◆ Texto de origen:
-*-
Es curioso también cómo el film retrata el devenir de Qiao de un modo escindido, a partir de la lejanía cada vez mayor respecto de otros ejemplos cercanos, familiares, pero irremediablemente pretéritos. Ése es el lugar que le cabe al padre, un minero hundido en el alcohol mientras irradia proclamas revolucionarias a las cuales ya nadie presta atención. Sin dinero, caído en la desgracia, el padre de Qiao es un espejo que devuelve una imagen lacerante, que seguramente dice de modo hondo sobre el momento mismo que cunde en China.

El padre de Qiao es un espejo que devuelve una imagen lacerante, que seguramente dice de modo hondo sobre el momento mismo que cunde en China.
-*-
◆ Complete lo siguiente:
a) Responda, según el fragmento sobre Qiao:
(i) ¿Cuál es el oficio del padre de Qiao?
(ii) ¿En qué está hundido el padre?
(iii) ¿Qué tipo de imagen devuelve el padre como espejo?
b) Prolongue el fragmento sobre Qiao a partir de su última oración.
Los ítems son un material aparte, sin relación con el fragmento sobre Qiao.

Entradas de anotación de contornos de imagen
-*-
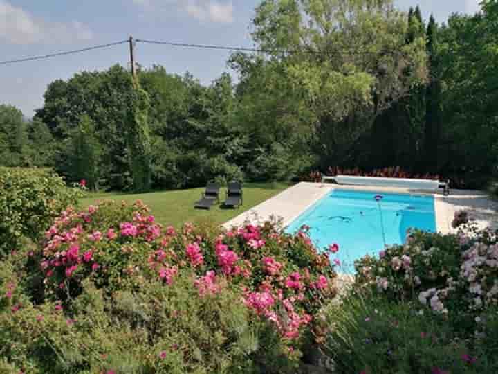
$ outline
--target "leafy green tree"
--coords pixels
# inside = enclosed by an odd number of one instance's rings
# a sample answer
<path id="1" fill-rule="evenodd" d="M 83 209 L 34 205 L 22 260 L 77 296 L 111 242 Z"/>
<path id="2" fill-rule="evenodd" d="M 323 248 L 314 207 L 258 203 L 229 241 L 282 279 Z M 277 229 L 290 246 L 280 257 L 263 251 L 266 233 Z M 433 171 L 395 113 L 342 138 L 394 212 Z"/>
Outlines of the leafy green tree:
<path id="1" fill-rule="evenodd" d="M 266 0 L 253 37 L 312 112 L 323 167 L 341 164 L 375 118 L 427 77 L 425 40 L 380 0 Z M 375 35 L 375 37 L 371 37 Z"/>
<path id="2" fill-rule="evenodd" d="M 498 1 L 483 10 L 452 15 L 438 33 L 440 164 L 450 172 L 489 175 L 498 163 Z"/>
<path id="3" fill-rule="evenodd" d="M 21 166 L 26 142 L 22 112 L 11 105 L 0 105 L 0 165 Z"/>
<path id="4" fill-rule="evenodd" d="M 26 158 L 33 166 L 53 166 L 57 144 L 53 139 L 48 126 L 39 118 L 28 123 L 28 146 L 25 149 Z"/>
<path id="5" fill-rule="evenodd" d="M 441 132 L 440 95 L 441 84 L 438 76 L 437 48 L 438 26 L 431 15 L 427 25 L 427 54 L 430 65 L 430 82 L 426 89 L 425 125 L 424 129 L 424 148 L 425 169 L 430 171 L 439 170 L 438 154 Z"/>
<path id="6" fill-rule="evenodd" d="M 66 162 L 57 164 L 59 170 L 73 181 L 84 179 L 86 186 L 95 190 L 100 175 L 102 145 L 90 117 L 81 116 L 77 127 L 71 129 L 65 148 Z"/>
<path id="7" fill-rule="evenodd" d="M 146 192 L 151 186 L 151 144 L 148 114 L 149 95 L 133 80 L 127 125 L 127 141 L 130 150 L 131 176 L 135 192 Z"/>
-*-
◆ Resultados de tareas:
a)
(i) Es minero.
(ii) En el alcohol.
(iii) Una imagen lacerante.

b)
Entre su padre y Bin, Qiao encuentra el único desliz que parece posible. El reconocimiento está allí, a su alcance, en esta comunidad "paralela", mientras fuma un habano que la vuelve una suerte de Tony Montana femenina. Indecisa entre la dirección que hacer tomar al automóvil que la conduce, ebria de caprichos, da indicaciones imprecisas y contradictorias, todo pareciera responder a sus deseos. Lo que acontecerá allí, justamente, será el momento clave, el nudo que elige su situación espacial. Porque el lugar en donde acontecerá el momento traumático, cuando Bin veá tambalear su corona de "hermano mayor", oficiará como una instancia de correlación reincidente con el devenir. Es decir, ese mismo ámbito callejero será revisitado en reiteradas ocasiones. En el primer momento, a partir del esplendor/caída de la pareja enamorada (¿enamorada?); en el segundo, con Qiao en un transporte absolutamente distinto, sola y tras cumplir una pena carcelaria; en el tercero, con la promesa de una segunda oportunidad, una vuelta al ruedo para quienes supieron conocer épocas mejores.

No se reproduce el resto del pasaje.